**Written problem**
Copy out each of the following lines without changing anything.

start

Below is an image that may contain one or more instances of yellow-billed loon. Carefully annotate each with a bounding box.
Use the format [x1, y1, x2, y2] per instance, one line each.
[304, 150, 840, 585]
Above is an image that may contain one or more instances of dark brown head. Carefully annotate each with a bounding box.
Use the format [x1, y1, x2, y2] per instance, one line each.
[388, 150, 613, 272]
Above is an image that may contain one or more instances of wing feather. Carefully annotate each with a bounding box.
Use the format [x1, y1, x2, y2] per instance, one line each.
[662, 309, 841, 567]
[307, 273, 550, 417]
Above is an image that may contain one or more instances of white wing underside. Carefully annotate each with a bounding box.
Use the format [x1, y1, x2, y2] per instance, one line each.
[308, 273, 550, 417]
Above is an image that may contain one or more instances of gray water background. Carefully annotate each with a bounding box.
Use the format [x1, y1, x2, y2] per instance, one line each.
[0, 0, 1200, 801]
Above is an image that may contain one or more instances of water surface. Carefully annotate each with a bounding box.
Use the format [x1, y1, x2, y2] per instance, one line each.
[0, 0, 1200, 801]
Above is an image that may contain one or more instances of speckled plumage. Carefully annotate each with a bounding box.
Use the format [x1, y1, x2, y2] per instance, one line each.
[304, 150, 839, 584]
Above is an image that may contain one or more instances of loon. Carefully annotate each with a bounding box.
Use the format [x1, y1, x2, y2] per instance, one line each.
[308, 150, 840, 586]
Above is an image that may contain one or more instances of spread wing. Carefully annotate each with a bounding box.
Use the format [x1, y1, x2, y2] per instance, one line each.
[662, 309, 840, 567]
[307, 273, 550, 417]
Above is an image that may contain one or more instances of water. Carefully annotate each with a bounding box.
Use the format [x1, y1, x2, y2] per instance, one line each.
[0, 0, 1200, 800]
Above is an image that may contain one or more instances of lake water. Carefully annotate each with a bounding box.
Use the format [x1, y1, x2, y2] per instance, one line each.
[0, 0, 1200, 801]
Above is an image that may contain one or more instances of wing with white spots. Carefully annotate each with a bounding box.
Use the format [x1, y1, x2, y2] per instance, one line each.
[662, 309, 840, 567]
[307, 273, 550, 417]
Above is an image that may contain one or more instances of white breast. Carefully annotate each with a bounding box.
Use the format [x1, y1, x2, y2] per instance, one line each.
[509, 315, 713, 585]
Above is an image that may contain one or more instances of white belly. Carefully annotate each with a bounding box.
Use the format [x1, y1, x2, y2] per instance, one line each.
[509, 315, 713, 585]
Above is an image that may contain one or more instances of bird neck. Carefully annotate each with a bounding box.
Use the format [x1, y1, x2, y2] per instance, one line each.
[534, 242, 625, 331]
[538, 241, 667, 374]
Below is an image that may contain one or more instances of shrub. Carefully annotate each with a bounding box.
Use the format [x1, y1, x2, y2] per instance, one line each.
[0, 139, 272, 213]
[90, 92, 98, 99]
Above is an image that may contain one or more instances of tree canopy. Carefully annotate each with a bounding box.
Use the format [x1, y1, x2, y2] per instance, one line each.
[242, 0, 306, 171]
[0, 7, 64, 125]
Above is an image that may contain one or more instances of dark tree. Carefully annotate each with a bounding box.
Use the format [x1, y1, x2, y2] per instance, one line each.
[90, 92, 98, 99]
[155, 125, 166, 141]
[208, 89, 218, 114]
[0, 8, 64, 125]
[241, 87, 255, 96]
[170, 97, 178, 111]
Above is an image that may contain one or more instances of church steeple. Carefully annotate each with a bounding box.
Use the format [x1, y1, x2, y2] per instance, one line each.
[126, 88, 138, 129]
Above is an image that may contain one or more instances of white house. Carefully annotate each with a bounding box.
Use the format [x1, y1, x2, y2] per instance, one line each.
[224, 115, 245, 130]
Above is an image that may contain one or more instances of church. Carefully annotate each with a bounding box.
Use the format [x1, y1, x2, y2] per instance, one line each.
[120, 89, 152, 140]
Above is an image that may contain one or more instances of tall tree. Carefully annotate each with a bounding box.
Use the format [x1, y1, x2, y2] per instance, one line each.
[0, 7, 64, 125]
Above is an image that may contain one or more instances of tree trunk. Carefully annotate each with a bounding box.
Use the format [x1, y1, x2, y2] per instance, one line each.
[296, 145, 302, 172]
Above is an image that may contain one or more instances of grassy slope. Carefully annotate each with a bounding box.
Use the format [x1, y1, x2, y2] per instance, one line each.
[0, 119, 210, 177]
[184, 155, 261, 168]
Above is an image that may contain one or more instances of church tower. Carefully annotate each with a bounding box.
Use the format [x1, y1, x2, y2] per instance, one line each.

end

**Solved problem**
Below is an image that may contain one or more instances of yellow-billed loon. Carefully annotate each with a bounding box.
Use the format [x1, y1, x2, y2] per instance, one line each.
[304, 150, 840, 585]
Above is an image that may contain one or more instances of dark brown head. Carefully annotate each with a bounding box.
Use the format [x1, y1, x2, y2] per instance, one line each.
[388, 150, 613, 272]
Above is an image that may contain one or more instances of wing feather. Carefully annotate each with a bounding box.
Use the format [x1, y1, x2, y2] per instance, one line each.
[662, 309, 841, 567]
[307, 273, 550, 417]
Above is an image that may contain one or more instances of white wing underside. Carefully annotate each with a bounding box.
Use the format [x1, y1, x2, y2] per instance, one line each.
[308, 273, 550, 417]
Above is an image that may contain one or more instances of gray water background. Carefully annotate each with a bounding box.
Use the format [x1, y1, x2, y2] per instance, one line each.
[0, 0, 1200, 801]
Above is an image that may contain one or more instances of water surface. Carefully annotate each with a bounding box.
Use the format [x1, y1, x2, y2] per instance, one line each.
[0, 0, 1200, 801]
Above is an image that may contain one or more instances of speckled plumage. Carefully annotate each with a bounding box.
Use the format [x1, y1, x2, y2] per instance, one line each.
[304, 150, 839, 584]
Above is an image that may contain one or more instances of loon. Carefully annotate each with a bounding box.
Use the format [x1, y1, x2, y2] per instance, one line each.
[308, 150, 840, 586]
Above is an image that may contain one or more instances of spread wing. Carefully annotate each with a bounding box.
Use the format [x1, y1, x2, y2] per instance, one line each.
[662, 309, 840, 567]
[307, 273, 550, 417]
Above is an image that may contain one or more instances of water. Carefully annotate each with a bounding box.
Use the format [x1, y1, x2, y2] per instance, one line each.
[0, 0, 1200, 800]
Above is an image that may contain one or more instances of lake water. Carefully annotate each with a bounding box.
Use the format [x1, y1, x2, y2] per instance, one line each.
[0, 0, 1200, 801]
Above is an image that may contain one or more instances of wing with white spots. Carefully annotate each with a bounding box.
Use the format [x1, y1, x2, y2] per instance, one line each.
[662, 309, 840, 567]
[307, 273, 550, 417]
Above is an image that may contain one or more instances of white breast. Carefully annotate each with a bounding box.
Use the format [x1, y1, x2, y2] per instance, one line each.
[509, 315, 713, 585]
Above is an image that may contain one or more instances of white belly. Carefully annotate each with a bounding box.
Use the format [x1, y1, x2, y2] per instance, one line each.
[509, 315, 713, 585]
Above is an image that may contain one or more instances of bird neck. Carefully annotate each with a bounding box.
Use the format [x1, y1, x2, y2] per instance, one line each.
[534, 242, 625, 331]
[538, 241, 667, 374]
Below is an image that may contain one or more instances of shrub. Carefully annotate each with a bounding box.
Use the format [x1, y1, x2, y2] per instance, one line each.
[0, 139, 272, 213]
[90, 92, 98, 99]
Above is an image that may contain one or more instances of tree canopy. Carefully annotate each with a bounding box.
Use the format [x1, y1, x2, y2] per instance, one line each.
[242, 0, 306, 171]
[0, 7, 64, 125]
Above is an image that may contain one or more instances of dark tree. Carefully annotate each with a bounding box.
Use the format [x1, y1, x2, y2] per instance, one line each.
[90, 92, 98, 99]
[155, 125, 166, 141]
[208, 89, 218, 114]
[0, 8, 64, 125]
[241, 87, 255, 96]
[170, 97, 178, 111]
Above is an image that may contain one or more instances of church steeple. Carefully annotate each with a bounding box.
Use the format [x1, y1, x2, y2] per instance, one line each.
[126, 88, 138, 129]
Above is an image that may contain one or more instances of white house. Carefully annotate each with a bounding box.
Use the format [x1, y1, x2, y2] per instance, one line each.
[224, 115, 245, 130]
Above is an image that may contain one or more instances of church. Carefully annotate each with a bounding box.
Use the format [x1, y1, x2, y2] per instance, one line each.
[120, 89, 152, 140]
Above is an image that may contain one or more instances of tall tree. Carefully annotate each with a bounding box.
Use the format [x1, y1, x2, y2] per instance, one line each.
[0, 7, 64, 125]
Above is an image that may contain one or more instances of tree trunk. Carefully annotate each with a bounding box.
Use the format [x1, y1, x2, y2] per instance, one line each.
[296, 145, 302, 172]
Above is an image that may contain one or more instances of grassy slope. Carefully annotate each with a bounding box.
Use the format [x1, y1, x2, y2] per instance, one line each.
[0, 119, 210, 177]
[184, 155, 261, 168]
Above is an image that may contain one or more instances of church tower. Carefully annotate each with a bounding box.
Use the format [x1, y1, x2, y2] per instance, one line each.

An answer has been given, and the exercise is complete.